◆ PROBLEM STATEMENT: Extract every line of the items below that contains the word "building", keeping each line unchanged; matching is case-sensitive.

**** DATA SUPPLIED

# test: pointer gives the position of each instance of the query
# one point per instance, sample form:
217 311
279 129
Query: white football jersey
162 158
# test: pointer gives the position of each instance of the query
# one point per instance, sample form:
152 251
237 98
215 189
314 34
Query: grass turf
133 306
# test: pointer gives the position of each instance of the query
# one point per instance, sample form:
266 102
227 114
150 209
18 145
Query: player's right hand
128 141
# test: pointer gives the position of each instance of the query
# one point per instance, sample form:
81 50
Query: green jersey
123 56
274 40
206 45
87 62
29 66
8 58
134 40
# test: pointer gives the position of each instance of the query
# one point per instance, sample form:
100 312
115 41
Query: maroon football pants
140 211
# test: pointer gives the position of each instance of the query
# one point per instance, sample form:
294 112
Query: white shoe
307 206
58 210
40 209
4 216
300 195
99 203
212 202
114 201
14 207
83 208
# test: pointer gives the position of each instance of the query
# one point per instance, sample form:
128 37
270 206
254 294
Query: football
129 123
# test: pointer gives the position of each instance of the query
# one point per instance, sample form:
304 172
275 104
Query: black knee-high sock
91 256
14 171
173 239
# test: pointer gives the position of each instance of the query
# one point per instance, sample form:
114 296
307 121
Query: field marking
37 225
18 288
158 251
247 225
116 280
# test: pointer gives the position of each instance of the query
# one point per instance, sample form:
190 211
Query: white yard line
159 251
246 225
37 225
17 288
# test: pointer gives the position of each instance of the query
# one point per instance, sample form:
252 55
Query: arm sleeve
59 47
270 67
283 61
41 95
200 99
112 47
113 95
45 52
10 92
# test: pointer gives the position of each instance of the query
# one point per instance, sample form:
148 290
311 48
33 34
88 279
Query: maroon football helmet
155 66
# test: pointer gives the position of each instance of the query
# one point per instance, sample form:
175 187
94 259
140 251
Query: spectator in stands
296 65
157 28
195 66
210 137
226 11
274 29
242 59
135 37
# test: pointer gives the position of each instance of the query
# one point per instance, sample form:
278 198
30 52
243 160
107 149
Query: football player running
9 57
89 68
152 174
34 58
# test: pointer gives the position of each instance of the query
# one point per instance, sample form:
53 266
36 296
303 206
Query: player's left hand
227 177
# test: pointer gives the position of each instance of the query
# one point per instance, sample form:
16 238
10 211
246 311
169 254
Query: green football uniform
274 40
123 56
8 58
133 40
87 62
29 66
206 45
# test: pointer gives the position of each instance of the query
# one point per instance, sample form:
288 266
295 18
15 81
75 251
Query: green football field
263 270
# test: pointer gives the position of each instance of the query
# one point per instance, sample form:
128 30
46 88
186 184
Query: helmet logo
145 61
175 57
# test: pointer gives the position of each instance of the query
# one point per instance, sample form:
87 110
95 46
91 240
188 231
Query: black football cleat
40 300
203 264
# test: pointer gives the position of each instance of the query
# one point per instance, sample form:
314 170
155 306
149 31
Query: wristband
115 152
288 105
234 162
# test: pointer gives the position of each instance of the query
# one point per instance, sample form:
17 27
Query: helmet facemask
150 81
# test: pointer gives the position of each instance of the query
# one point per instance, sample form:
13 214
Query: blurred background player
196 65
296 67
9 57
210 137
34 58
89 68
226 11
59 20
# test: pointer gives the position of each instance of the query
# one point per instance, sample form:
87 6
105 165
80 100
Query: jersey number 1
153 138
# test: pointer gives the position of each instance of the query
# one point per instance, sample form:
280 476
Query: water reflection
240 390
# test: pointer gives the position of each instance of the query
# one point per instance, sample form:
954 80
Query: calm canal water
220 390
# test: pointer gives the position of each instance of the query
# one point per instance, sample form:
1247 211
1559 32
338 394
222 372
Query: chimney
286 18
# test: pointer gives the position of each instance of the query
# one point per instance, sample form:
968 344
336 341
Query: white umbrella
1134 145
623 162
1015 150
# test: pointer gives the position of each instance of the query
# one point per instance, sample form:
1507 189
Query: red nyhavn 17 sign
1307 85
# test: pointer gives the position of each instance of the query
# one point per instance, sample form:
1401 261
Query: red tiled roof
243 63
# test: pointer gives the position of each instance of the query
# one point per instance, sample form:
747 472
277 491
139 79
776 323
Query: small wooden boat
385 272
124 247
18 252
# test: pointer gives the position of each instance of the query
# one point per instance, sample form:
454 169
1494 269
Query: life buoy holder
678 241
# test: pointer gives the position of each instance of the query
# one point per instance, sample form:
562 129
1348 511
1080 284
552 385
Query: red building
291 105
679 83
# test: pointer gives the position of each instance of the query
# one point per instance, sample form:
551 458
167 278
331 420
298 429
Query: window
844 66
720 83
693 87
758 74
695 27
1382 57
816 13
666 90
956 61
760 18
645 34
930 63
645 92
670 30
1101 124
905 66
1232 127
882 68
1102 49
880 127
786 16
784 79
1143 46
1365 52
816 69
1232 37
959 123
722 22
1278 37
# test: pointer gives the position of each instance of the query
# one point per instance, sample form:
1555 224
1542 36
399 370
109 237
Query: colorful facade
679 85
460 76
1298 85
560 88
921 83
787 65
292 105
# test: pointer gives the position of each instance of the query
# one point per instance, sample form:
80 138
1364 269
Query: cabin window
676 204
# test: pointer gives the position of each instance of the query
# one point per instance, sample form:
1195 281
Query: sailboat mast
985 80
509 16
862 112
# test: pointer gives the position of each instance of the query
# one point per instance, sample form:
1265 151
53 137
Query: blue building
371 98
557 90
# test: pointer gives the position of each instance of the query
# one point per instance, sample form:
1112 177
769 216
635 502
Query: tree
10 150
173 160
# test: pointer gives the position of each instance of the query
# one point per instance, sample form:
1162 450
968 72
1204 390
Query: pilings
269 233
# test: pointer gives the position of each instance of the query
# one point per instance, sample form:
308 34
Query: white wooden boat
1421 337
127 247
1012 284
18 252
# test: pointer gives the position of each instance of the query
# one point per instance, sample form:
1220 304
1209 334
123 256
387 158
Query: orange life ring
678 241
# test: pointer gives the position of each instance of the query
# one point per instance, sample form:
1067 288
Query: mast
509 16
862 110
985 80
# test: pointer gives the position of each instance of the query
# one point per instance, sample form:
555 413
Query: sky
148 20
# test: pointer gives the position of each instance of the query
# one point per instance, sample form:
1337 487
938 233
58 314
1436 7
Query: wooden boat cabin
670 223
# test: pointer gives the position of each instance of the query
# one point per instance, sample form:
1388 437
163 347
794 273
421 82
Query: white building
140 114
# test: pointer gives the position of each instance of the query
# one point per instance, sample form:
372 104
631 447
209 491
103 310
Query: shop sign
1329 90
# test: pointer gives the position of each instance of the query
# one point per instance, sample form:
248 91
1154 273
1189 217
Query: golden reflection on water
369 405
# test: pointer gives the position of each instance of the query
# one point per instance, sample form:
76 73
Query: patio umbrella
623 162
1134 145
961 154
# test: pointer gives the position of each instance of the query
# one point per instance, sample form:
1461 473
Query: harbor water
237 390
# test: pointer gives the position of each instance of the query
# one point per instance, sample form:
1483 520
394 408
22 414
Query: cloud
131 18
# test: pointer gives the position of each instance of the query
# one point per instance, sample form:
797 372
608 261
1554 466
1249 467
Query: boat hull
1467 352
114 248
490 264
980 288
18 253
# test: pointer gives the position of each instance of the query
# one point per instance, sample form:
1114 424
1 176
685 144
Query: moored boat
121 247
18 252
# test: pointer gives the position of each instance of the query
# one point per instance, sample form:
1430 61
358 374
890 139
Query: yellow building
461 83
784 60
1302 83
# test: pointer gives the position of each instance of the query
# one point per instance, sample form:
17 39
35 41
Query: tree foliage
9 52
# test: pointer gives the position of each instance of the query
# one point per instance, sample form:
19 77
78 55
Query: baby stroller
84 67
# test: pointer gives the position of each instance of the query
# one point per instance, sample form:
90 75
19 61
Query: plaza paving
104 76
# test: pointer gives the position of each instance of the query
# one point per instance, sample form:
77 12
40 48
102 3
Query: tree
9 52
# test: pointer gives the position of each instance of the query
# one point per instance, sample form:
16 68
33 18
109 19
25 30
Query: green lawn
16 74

********

◆ RIGHT ANSWER:
Query: red building
Query: blue building
Query: white building
Query: yellow building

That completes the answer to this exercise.